The base text may be marked up with any bibliographical features that are agreed upon by all investigators. Most usefully one would first record whether a line of type is full, meaning that the last letter or punctuation mark is hard against the right edge of the block of type, or short in the sense that the end of the line is filled with spaces. Typically, lines of prose (except the last one in each speech) are full while lines of verse are short. Every line placed in the press had to be made the same length, or 'justified', to form rectangular blocks of type. In short lines different widths of spaces would be combined at the end to ensure this, but in full lines not only the inter-word spaces but also the spellings might be altered to achieve perfect justification. For this reason full lines are usually excluded from spelling tests used to identify compositors. The uncontested information about line length may be encoded as an additional attribute of each line in the base text:

<line n="TLN-1" length="full">A temptestuous noise of Thunder and Lightning heard: En-</line>
<line n="TLN-2" length="not-full">ter a Ship-master, and a Boteswaine.</line>
<line n="TLN-3" length="not-full">Master</line>
<line n="TLN-4" length="not-full">BOte-swaine</line>
<line n="TLN-5" length="not-full">Botes. Heere Master: What cheere?</line>

This information can be used to exclude from the XQuery results the words in any line identified in the base text as full. Similarly, the use of spaces around commas, the indentation or turn-over/turn-under of overflowing lines, and the indentation or centering of stage directions, and other features counted by investigators, may be encoded in the base text. These features need not be recorded until one is recreating the investigations that used them. What follows below is a description of the first practical application of the above approach.

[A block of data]

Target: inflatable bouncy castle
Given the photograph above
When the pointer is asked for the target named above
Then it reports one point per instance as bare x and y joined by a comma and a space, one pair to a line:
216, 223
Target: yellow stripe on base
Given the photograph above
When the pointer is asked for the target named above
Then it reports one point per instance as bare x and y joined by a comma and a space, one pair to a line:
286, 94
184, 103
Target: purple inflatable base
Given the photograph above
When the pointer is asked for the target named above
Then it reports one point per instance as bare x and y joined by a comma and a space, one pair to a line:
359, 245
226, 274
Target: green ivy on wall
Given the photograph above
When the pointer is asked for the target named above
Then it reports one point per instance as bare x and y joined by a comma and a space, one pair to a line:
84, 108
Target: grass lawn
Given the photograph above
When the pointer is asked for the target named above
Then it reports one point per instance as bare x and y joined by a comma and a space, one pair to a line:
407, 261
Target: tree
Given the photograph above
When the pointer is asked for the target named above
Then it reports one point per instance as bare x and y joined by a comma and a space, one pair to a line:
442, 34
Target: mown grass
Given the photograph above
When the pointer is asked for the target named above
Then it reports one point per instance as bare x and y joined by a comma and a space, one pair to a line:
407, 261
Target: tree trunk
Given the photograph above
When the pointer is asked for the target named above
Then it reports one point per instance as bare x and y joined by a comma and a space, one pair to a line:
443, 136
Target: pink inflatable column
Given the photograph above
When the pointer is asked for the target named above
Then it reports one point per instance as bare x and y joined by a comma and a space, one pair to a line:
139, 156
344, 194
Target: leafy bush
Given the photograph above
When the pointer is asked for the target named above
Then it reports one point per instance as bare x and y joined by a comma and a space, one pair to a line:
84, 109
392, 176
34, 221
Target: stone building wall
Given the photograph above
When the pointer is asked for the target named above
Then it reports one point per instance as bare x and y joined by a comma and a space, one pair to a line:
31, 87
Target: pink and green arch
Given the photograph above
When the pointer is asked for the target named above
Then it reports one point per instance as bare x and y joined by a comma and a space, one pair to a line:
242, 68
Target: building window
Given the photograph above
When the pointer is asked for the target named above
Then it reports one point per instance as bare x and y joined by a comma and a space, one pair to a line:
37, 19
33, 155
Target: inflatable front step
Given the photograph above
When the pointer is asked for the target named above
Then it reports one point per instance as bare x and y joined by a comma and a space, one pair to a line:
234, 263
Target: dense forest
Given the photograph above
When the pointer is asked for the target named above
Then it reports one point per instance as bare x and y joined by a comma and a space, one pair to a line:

**Parts of the exercise**
**a.** In the passage on marking up line length, which "n" values belong to lines whose length is given as "not-full"? List them all.
**b.** Pick up the passage on marking up line length after its final sentence and keep writing.

**Task responses**
**a.** TLN-2, TLN-3, TLN-4, TLN-5

**b.**
The first step is to find an electronic text of the Folio. Michael Best's Internet Shakespeare Editions (ISE) offers accurate transcriptions of every Folio play. We could download these already marked up with the tags that Best uses, but instead to get just the raw words we may 'scrape' the text off the computer screen using the 'select-all', 'copy' and 'paste' operations within a web-browser. After combining the 36 Folio plays and removing the unwanted text that accompanies each play when it is 'screen-scraped' (including advertisements used to fund the ISE website), we are left with a raw text file that contains unwanted line numbers and spurious blank lines. (Hereafter all the files referred to are available in the supplied ZIP archive "GIE-appendices.zip"). The raw text file begins like this:

T H E
T E M P E S T.
1
Actus primus, Scena prima.
A tempestuous noise of Thunder and Lightning heard: En-
ter a Ship-master, and a Boteswaine.
Master.
5BOte-swaine.
. . .
("F.txt" in "GIE-appendices.zip")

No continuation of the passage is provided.